Each line in the records below, from the one that contains "Target: tree trunk" to the one that contains "Target: recessed ceiling light panel", should be reproduced exactly, the first and last included.
━━ THE INPUT ━━
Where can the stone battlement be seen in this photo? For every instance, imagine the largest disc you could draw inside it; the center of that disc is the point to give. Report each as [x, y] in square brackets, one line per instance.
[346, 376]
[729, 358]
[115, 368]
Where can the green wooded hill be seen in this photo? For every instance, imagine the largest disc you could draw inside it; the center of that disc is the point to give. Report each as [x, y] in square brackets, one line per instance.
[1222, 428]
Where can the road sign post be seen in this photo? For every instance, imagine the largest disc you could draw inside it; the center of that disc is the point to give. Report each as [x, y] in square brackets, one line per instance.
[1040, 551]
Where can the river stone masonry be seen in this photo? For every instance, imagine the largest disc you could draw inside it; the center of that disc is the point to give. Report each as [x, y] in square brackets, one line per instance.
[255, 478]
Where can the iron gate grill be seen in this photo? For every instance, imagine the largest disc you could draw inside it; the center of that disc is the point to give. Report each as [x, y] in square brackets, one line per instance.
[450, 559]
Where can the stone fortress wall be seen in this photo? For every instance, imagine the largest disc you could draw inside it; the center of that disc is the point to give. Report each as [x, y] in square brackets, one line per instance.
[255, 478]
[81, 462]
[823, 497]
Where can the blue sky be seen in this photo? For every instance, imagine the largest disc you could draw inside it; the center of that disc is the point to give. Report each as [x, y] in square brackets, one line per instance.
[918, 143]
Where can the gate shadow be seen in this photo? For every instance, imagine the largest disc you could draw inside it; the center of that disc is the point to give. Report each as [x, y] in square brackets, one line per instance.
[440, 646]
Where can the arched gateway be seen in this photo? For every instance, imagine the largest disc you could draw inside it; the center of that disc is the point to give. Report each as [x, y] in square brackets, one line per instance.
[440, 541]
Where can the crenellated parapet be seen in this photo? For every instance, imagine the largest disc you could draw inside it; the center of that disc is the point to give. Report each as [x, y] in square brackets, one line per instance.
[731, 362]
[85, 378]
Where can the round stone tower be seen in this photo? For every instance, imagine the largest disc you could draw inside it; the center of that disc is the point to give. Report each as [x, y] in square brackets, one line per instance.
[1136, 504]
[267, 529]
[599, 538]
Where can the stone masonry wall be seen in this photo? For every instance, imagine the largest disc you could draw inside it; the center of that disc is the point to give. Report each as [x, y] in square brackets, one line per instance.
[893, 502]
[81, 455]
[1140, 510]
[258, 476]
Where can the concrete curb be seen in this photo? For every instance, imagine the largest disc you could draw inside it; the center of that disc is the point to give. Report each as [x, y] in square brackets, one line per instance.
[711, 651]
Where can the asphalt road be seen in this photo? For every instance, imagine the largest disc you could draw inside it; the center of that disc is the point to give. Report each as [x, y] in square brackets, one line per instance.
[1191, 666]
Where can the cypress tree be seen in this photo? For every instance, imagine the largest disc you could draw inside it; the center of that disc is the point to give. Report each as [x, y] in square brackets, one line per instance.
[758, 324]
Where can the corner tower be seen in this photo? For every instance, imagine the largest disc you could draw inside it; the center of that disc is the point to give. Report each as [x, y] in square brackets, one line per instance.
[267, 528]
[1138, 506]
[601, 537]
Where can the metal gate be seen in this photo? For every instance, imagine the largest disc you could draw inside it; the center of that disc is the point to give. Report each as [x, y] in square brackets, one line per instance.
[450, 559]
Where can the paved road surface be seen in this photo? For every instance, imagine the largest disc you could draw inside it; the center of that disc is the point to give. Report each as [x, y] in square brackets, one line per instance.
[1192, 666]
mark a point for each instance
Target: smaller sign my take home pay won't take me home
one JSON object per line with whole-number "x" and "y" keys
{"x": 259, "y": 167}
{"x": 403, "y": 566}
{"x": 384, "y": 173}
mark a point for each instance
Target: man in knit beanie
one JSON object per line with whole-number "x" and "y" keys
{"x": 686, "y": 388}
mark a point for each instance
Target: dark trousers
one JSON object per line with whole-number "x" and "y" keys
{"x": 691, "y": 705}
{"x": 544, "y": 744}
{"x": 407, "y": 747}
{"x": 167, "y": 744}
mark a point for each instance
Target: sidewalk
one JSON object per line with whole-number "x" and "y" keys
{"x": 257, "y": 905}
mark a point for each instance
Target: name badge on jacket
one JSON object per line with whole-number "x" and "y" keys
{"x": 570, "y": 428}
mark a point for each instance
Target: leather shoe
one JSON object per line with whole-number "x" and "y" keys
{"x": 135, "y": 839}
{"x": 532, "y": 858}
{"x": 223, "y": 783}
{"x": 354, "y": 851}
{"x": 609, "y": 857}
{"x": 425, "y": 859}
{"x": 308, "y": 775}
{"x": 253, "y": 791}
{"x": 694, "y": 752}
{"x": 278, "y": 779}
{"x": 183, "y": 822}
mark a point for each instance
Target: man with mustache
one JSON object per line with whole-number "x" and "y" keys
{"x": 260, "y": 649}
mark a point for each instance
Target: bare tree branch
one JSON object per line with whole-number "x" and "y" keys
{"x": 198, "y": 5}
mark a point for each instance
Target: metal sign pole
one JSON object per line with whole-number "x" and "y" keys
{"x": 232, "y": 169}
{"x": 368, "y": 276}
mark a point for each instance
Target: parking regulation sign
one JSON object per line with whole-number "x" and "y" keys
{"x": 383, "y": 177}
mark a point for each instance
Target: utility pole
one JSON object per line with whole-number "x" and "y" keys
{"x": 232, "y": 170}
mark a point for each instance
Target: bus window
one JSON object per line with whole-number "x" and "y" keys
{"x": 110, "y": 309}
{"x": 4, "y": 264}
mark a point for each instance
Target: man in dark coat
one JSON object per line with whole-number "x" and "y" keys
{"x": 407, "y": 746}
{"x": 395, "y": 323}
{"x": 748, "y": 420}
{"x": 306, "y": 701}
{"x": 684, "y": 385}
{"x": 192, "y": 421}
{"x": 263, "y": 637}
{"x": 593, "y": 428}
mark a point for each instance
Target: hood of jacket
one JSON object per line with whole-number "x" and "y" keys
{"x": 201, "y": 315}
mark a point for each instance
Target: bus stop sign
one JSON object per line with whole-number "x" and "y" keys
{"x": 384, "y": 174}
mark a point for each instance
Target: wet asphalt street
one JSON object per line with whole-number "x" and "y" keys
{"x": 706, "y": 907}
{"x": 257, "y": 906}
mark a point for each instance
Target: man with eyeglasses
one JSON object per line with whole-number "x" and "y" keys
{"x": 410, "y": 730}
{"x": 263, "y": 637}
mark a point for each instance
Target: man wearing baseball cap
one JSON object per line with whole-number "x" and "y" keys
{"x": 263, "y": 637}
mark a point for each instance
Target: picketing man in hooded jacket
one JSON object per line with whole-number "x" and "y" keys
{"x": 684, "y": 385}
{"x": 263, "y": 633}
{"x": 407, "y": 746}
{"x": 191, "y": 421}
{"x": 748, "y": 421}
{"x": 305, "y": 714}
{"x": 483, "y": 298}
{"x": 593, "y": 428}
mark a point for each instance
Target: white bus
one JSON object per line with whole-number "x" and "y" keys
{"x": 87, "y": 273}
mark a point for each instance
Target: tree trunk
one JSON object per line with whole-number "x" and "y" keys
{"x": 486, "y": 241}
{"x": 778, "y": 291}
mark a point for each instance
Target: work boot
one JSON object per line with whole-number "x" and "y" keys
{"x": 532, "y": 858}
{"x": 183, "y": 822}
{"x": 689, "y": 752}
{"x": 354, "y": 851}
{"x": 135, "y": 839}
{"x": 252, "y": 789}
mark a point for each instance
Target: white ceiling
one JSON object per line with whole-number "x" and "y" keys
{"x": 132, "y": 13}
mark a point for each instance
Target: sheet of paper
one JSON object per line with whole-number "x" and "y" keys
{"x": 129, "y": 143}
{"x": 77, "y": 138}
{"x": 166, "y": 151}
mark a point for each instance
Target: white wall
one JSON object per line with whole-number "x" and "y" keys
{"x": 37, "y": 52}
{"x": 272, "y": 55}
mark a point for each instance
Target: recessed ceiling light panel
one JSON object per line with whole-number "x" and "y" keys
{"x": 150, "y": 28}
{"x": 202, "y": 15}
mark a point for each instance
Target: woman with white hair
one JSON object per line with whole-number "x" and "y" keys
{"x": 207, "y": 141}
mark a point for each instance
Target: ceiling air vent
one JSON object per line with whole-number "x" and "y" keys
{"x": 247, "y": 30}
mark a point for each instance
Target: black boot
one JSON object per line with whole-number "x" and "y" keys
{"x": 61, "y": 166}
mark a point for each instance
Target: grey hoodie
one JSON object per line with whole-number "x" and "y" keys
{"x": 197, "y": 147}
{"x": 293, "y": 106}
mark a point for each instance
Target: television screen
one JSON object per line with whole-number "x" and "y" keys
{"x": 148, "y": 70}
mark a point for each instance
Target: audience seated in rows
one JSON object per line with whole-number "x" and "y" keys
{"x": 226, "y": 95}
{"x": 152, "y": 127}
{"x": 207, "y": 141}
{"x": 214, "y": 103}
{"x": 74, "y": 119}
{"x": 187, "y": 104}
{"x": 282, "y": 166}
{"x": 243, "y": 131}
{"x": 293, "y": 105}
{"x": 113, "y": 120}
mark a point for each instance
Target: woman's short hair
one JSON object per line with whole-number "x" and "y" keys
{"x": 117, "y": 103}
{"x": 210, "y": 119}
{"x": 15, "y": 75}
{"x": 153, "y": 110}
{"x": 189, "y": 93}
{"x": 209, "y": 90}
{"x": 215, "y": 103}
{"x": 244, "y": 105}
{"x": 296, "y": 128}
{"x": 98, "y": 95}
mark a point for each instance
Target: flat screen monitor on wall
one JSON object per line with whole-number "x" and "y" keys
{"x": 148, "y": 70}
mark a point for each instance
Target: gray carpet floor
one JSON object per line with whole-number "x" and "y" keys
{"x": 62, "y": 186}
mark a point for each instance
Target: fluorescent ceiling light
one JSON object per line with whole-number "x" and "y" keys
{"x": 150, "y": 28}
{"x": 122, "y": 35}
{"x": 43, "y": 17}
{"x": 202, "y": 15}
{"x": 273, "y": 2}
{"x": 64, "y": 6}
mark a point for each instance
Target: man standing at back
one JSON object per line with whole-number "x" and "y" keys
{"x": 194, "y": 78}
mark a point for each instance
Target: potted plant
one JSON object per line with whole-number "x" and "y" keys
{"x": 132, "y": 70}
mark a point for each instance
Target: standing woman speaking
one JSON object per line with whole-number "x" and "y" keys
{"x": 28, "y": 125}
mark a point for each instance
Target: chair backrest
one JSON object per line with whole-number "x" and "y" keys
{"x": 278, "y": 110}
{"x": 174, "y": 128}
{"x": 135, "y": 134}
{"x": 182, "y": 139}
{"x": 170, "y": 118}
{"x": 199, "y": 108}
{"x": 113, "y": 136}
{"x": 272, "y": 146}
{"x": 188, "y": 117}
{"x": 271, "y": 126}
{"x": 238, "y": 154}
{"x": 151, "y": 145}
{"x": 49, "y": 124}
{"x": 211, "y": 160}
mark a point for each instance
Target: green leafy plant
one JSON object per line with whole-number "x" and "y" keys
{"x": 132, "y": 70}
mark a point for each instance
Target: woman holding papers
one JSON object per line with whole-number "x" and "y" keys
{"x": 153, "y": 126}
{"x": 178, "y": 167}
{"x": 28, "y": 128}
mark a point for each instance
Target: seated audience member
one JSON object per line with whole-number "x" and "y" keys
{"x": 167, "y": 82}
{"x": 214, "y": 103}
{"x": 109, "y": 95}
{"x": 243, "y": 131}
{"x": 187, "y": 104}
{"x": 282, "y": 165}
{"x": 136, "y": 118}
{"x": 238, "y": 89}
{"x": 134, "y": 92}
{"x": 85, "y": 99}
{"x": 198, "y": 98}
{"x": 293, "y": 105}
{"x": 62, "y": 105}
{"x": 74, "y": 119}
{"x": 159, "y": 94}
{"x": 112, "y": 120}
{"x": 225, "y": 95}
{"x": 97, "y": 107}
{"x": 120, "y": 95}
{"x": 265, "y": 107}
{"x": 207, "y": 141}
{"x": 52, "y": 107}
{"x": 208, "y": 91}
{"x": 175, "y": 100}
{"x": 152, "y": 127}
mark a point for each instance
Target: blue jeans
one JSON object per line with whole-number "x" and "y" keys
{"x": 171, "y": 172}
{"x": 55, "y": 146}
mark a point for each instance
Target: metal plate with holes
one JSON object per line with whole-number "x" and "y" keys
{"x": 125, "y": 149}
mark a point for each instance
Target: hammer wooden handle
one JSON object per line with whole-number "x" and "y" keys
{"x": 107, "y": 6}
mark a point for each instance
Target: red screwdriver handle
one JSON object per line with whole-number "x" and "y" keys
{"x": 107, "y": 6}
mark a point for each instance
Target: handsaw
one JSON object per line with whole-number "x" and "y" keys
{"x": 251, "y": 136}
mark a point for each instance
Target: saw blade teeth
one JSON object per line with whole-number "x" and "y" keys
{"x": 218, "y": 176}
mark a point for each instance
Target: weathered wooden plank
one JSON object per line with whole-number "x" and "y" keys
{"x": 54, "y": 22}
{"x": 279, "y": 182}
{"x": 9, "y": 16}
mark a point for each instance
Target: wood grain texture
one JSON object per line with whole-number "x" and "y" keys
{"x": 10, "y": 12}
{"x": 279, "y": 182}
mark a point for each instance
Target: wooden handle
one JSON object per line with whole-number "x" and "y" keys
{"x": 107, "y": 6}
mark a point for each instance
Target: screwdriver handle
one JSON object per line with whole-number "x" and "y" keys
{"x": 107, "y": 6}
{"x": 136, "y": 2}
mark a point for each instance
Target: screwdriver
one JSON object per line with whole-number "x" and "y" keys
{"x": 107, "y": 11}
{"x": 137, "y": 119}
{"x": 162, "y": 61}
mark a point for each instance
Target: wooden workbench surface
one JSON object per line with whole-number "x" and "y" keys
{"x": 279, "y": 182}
━━━
- _RESULT OF THE TASK_:
Target: tree trunk
one JSON object per line with whole-number "x" and "y" keys
{"x": 486, "y": 241}
{"x": 778, "y": 291}
mark a point for each instance
Target: work boot
one JSON object per line with whole-number "x" and "y" keys
{"x": 532, "y": 858}
{"x": 183, "y": 822}
{"x": 689, "y": 752}
{"x": 354, "y": 851}
{"x": 135, "y": 839}
{"x": 252, "y": 789}
mark a point for each instance
Target: white ceiling
one JSON object per line with whole-number "x" and "y" keys
{"x": 132, "y": 13}
mark a point for each instance
Target: sheet of paper
one JSON object per line with whole-number "x" and "y" keys
{"x": 129, "y": 143}
{"x": 77, "y": 138}
{"x": 166, "y": 151}
mark a point for each instance
Target: white wall
one JSON object per line with whole-number "x" and "y" keys
{"x": 37, "y": 52}
{"x": 272, "y": 55}
mark a point for each instance
Target: recessed ceiling light panel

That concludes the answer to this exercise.